Data listing:
● ● ●
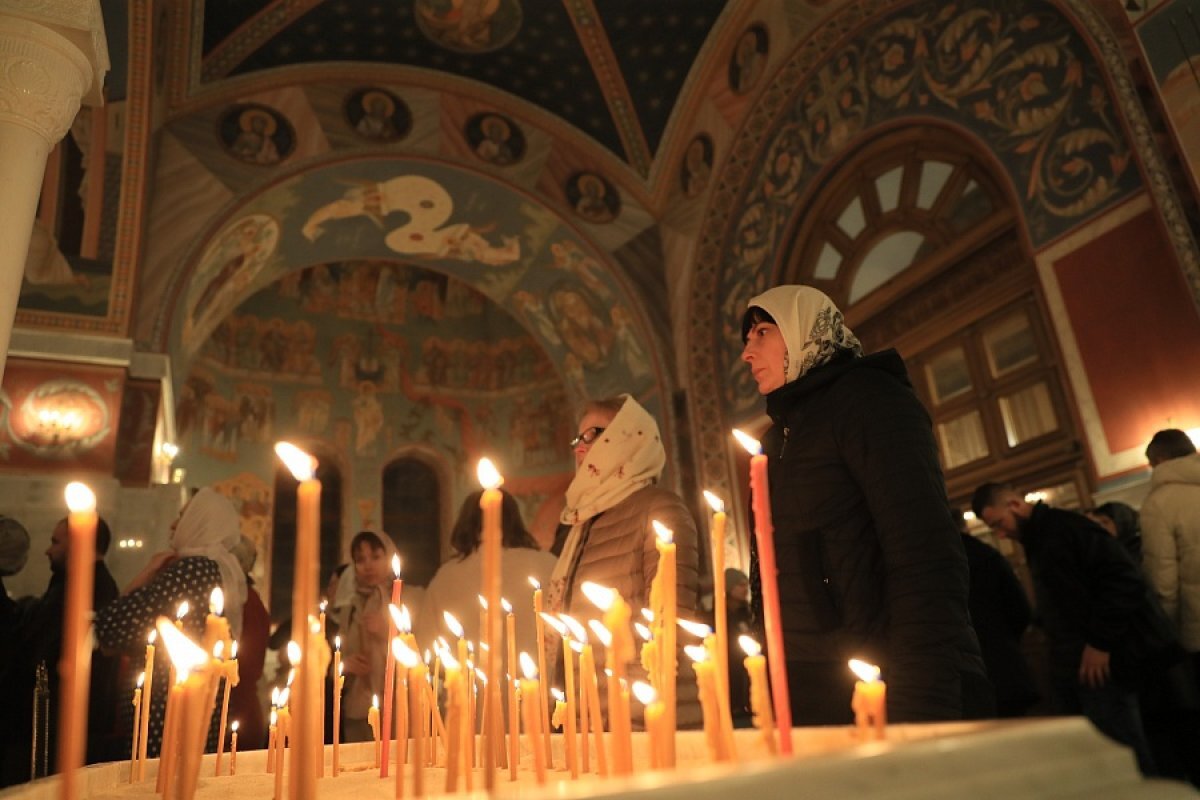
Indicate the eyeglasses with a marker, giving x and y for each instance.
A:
(587, 437)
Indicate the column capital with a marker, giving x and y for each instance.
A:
(43, 72)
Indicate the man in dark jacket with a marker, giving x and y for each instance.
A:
(869, 561)
(1095, 607)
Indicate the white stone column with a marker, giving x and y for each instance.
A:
(52, 56)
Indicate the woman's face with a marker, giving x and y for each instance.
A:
(588, 434)
(370, 565)
(766, 352)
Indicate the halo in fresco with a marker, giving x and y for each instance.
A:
(495, 138)
(256, 134)
(378, 115)
(593, 197)
(468, 25)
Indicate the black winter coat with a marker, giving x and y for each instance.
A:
(1090, 591)
(870, 563)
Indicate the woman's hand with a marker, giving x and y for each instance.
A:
(157, 561)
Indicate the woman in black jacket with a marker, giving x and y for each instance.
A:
(870, 564)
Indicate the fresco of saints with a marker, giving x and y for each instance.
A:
(429, 206)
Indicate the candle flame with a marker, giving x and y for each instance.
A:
(645, 692)
(405, 654)
(489, 476)
(749, 645)
(559, 626)
(579, 632)
(865, 672)
(696, 629)
(748, 441)
(528, 668)
(714, 503)
(600, 596)
(79, 497)
(301, 465)
(185, 654)
(600, 631)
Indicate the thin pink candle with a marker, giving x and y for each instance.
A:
(765, 536)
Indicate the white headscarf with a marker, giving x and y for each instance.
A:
(210, 527)
(811, 325)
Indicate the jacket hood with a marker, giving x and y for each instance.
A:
(1185, 469)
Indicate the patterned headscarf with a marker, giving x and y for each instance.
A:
(813, 328)
(210, 527)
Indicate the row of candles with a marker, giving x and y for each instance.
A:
(198, 671)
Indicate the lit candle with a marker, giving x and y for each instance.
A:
(339, 680)
(490, 506)
(721, 623)
(76, 661)
(870, 701)
(540, 629)
(768, 575)
(137, 727)
(229, 672)
(760, 691)
(145, 705)
(529, 689)
(401, 653)
(305, 577)
(665, 545)
(615, 635)
(195, 711)
(233, 749)
(390, 672)
(373, 721)
(707, 685)
(653, 715)
(568, 716)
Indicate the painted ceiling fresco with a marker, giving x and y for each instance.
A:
(561, 56)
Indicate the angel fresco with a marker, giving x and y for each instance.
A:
(429, 206)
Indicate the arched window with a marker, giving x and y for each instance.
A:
(916, 240)
(412, 516)
(285, 530)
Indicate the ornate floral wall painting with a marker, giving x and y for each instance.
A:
(256, 134)
(378, 115)
(593, 197)
(469, 26)
(495, 138)
(227, 268)
(51, 415)
(1170, 40)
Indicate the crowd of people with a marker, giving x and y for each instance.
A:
(873, 563)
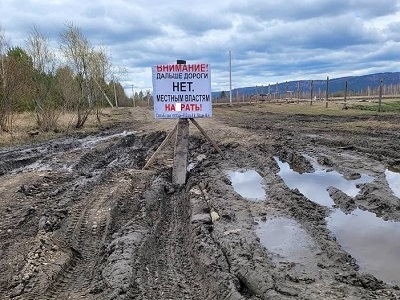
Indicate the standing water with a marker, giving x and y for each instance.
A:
(249, 184)
(373, 242)
(393, 179)
(314, 185)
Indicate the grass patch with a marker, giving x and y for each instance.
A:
(393, 106)
(26, 122)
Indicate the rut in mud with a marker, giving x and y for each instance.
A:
(82, 220)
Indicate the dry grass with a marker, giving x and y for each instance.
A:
(26, 122)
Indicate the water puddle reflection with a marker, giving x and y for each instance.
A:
(285, 238)
(314, 185)
(393, 179)
(373, 242)
(249, 184)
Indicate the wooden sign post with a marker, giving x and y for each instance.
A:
(181, 152)
(184, 92)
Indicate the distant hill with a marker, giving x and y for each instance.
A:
(354, 83)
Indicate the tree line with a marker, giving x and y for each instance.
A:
(37, 79)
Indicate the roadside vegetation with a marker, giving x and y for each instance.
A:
(76, 81)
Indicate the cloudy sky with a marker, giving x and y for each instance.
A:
(270, 40)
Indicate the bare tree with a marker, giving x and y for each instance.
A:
(45, 97)
(4, 105)
(90, 68)
(78, 52)
(14, 77)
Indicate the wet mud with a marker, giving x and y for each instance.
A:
(81, 219)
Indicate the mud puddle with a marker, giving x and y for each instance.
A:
(393, 178)
(249, 184)
(314, 185)
(373, 242)
(92, 141)
(289, 244)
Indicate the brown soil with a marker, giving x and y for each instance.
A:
(80, 219)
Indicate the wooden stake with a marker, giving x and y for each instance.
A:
(153, 157)
(181, 152)
(207, 137)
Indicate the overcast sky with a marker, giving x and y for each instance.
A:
(271, 41)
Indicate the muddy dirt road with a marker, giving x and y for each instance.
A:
(300, 207)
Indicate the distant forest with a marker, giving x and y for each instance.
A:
(365, 85)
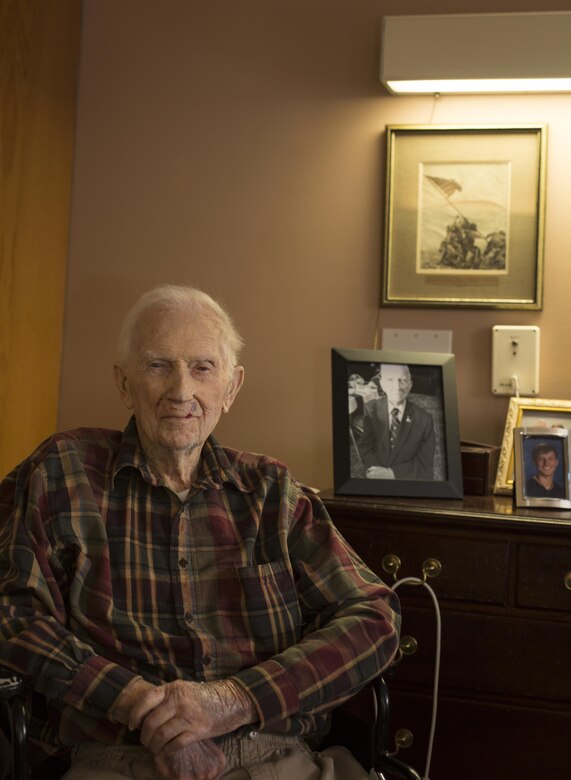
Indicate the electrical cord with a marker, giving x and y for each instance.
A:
(417, 581)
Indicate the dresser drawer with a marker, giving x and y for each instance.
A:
(489, 655)
(544, 577)
(472, 569)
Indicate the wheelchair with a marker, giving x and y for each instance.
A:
(367, 737)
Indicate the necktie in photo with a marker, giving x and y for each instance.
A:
(394, 427)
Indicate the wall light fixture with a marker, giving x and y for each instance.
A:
(460, 53)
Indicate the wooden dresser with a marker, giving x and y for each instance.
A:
(504, 707)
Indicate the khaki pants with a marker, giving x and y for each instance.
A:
(251, 757)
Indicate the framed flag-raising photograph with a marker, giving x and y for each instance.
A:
(464, 216)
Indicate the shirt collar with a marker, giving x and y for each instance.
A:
(214, 470)
(400, 407)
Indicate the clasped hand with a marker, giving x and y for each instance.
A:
(178, 719)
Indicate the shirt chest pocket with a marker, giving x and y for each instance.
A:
(271, 606)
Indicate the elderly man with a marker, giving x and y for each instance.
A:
(398, 440)
(180, 609)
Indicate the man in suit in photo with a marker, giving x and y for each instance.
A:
(398, 440)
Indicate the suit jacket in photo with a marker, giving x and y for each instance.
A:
(412, 456)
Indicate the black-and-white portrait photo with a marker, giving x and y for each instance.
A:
(396, 421)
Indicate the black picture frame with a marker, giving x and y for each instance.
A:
(528, 493)
(433, 391)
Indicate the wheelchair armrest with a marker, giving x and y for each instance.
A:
(13, 715)
(386, 763)
(10, 687)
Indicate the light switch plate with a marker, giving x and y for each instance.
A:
(515, 360)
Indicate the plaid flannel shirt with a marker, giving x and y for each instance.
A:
(106, 574)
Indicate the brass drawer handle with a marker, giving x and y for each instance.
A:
(431, 568)
(408, 645)
(391, 564)
(403, 739)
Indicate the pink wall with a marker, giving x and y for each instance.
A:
(238, 146)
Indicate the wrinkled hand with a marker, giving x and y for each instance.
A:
(197, 761)
(177, 714)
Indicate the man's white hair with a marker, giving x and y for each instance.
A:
(172, 297)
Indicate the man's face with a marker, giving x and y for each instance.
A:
(546, 463)
(176, 381)
(395, 382)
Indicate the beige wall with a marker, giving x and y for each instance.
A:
(39, 52)
(239, 146)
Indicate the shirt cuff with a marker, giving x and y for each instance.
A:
(273, 690)
(96, 686)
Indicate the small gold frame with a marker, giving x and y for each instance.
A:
(543, 413)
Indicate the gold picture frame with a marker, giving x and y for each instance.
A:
(546, 413)
(464, 216)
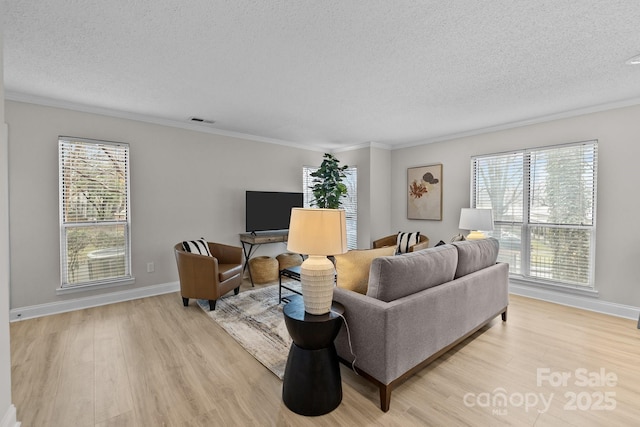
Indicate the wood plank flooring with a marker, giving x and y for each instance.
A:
(153, 362)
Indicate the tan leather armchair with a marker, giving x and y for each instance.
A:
(209, 277)
(393, 241)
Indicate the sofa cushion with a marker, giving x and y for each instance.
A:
(196, 247)
(406, 240)
(391, 278)
(352, 268)
(474, 255)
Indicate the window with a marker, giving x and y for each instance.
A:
(94, 212)
(349, 202)
(544, 203)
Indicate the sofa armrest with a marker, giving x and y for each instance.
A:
(373, 332)
(424, 244)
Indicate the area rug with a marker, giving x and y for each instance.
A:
(255, 320)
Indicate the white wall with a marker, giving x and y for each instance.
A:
(617, 248)
(184, 184)
(7, 410)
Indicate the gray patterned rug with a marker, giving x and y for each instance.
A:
(255, 320)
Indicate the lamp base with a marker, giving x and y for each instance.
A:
(317, 276)
(476, 235)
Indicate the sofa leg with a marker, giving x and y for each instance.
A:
(385, 397)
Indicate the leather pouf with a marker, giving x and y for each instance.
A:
(288, 259)
(264, 269)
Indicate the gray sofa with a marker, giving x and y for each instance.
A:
(418, 306)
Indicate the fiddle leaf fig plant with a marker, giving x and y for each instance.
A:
(328, 188)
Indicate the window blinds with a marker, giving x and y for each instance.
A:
(544, 205)
(94, 211)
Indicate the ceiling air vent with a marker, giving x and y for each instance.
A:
(201, 121)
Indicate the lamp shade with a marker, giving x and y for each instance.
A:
(317, 231)
(476, 219)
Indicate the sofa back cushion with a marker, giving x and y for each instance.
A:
(474, 255)
(352, 268)
(397, 276)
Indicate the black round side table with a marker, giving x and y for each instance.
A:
(312, 384)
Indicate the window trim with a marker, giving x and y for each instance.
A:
(525, 251)
(127, 279)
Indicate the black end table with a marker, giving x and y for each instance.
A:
(312, 384)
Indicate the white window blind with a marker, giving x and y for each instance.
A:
(349, 202)
(94, 212)
(544, 205)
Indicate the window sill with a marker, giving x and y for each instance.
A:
(554, 287)
(94, 286)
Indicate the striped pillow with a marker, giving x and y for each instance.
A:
(406, 240)
(196, 247)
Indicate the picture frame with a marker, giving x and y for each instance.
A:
(424, 192)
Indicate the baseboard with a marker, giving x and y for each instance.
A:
(47, 309)
(9, 419)
(578, 301)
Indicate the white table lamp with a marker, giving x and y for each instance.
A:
(475, 220)
(317, 233)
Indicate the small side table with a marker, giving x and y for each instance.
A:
(312, 384)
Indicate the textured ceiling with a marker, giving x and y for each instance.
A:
(329, 73)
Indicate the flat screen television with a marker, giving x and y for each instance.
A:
(270, 210)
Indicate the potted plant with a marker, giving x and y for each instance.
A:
(328, 188)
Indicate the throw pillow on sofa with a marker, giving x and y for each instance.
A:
(352, 268)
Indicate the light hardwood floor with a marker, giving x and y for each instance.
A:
(153, 362)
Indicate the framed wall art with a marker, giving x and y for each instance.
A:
(424, 192)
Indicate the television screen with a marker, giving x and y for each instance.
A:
(270, 210)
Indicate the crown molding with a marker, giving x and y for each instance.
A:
(83, 108)
(520, 123)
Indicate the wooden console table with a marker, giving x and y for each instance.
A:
(252, 241)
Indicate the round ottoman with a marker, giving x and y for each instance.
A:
(264, 269)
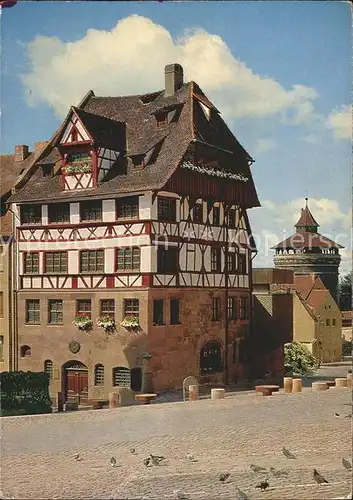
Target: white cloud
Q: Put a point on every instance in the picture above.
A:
(272, 223)
(340, 122)
(264, 145)
(130, 59)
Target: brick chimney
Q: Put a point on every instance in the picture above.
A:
● ● ●
Task instructions:
Look through the entries above; copy every line holding the string "framed".

Worked solution:
Indicate the framed flag-raising photograph with a marker, giving x and y for each instance.
Indicate the framed wall art with a marker, giving x and y for each instance.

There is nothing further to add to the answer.